_DATASET RECORDS_
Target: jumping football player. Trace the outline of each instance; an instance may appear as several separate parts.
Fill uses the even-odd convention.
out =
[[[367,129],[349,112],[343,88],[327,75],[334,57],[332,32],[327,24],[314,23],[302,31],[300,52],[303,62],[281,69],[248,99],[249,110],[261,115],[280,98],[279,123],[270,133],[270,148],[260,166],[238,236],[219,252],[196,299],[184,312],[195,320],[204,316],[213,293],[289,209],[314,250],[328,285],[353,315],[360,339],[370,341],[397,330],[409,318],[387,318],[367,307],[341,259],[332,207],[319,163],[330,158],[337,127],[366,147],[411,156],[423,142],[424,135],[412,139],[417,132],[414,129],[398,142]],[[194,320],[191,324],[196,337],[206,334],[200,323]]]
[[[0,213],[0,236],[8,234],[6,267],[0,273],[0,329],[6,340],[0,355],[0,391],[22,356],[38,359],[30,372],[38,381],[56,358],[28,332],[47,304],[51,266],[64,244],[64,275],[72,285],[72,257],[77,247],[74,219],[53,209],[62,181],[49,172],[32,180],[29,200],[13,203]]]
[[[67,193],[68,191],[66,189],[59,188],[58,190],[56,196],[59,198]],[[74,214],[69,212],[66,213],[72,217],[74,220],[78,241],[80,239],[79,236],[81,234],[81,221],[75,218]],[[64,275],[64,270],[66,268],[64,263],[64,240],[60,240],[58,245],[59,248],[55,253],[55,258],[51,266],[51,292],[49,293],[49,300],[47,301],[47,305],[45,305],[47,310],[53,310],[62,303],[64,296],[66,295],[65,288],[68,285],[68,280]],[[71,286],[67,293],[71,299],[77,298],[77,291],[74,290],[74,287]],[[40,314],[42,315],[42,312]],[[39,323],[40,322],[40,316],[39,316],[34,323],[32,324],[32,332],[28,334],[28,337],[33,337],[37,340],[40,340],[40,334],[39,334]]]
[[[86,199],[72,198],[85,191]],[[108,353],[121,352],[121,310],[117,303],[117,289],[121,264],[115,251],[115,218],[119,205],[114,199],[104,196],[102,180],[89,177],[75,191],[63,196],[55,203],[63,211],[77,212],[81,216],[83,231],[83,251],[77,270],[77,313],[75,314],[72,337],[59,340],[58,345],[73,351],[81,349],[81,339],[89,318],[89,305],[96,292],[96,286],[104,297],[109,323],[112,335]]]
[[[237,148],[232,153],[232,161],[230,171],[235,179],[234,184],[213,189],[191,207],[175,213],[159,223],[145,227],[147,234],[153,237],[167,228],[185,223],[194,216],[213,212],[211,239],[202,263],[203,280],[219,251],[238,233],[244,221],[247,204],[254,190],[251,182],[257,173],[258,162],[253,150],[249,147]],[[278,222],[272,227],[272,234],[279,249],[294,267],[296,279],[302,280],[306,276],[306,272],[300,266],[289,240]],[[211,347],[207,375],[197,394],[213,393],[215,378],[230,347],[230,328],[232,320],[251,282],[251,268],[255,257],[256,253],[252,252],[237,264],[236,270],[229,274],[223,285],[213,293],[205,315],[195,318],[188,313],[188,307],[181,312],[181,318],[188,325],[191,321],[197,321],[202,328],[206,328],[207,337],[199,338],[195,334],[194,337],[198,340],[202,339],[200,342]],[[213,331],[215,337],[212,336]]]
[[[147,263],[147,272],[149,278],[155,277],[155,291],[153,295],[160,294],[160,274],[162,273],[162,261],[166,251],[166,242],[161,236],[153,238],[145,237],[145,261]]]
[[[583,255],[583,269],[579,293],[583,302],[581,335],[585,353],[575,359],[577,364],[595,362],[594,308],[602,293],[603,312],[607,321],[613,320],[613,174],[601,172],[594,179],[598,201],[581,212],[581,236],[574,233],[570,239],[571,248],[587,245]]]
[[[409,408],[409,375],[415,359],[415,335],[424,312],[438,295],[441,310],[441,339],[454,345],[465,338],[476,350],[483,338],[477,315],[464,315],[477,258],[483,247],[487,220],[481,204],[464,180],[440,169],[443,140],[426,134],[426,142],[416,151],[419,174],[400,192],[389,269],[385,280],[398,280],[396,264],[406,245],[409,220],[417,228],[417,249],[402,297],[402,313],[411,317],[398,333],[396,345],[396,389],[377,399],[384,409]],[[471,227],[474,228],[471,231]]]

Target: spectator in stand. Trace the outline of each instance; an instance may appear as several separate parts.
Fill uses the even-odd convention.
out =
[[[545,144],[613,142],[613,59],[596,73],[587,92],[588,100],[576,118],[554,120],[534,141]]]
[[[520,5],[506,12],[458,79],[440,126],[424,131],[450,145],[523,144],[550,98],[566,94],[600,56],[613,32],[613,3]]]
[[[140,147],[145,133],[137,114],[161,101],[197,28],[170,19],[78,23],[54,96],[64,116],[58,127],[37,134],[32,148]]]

_EXERCISE PROMPT_
Return, without any change, every line above from the one containing "Target: spectator in" up to and including the last line of the rows.

_WRITTEN ANSWER_
Target: spectator in stand. Trace the outline of each instance; an instance may appear as several separate parts.
Fill uses the even-odd convention.
out =
[[[545,144],[613,142],[613,59],[596,73],[587,92],[588,100],[576,118],[554,120],[534,141]]]
[[[520,5],[506,12],[458,79],[440,126],[424,131],[450,145],[523,144],[550,98],[566,94],[600,56],[613,32],[613,3]]]
[[[140,147],[145,133],[137,114],[161,101],[197,28],[170,19],[78,23],[54,96],[64,116],[58,127],[37,134],[32,148]]]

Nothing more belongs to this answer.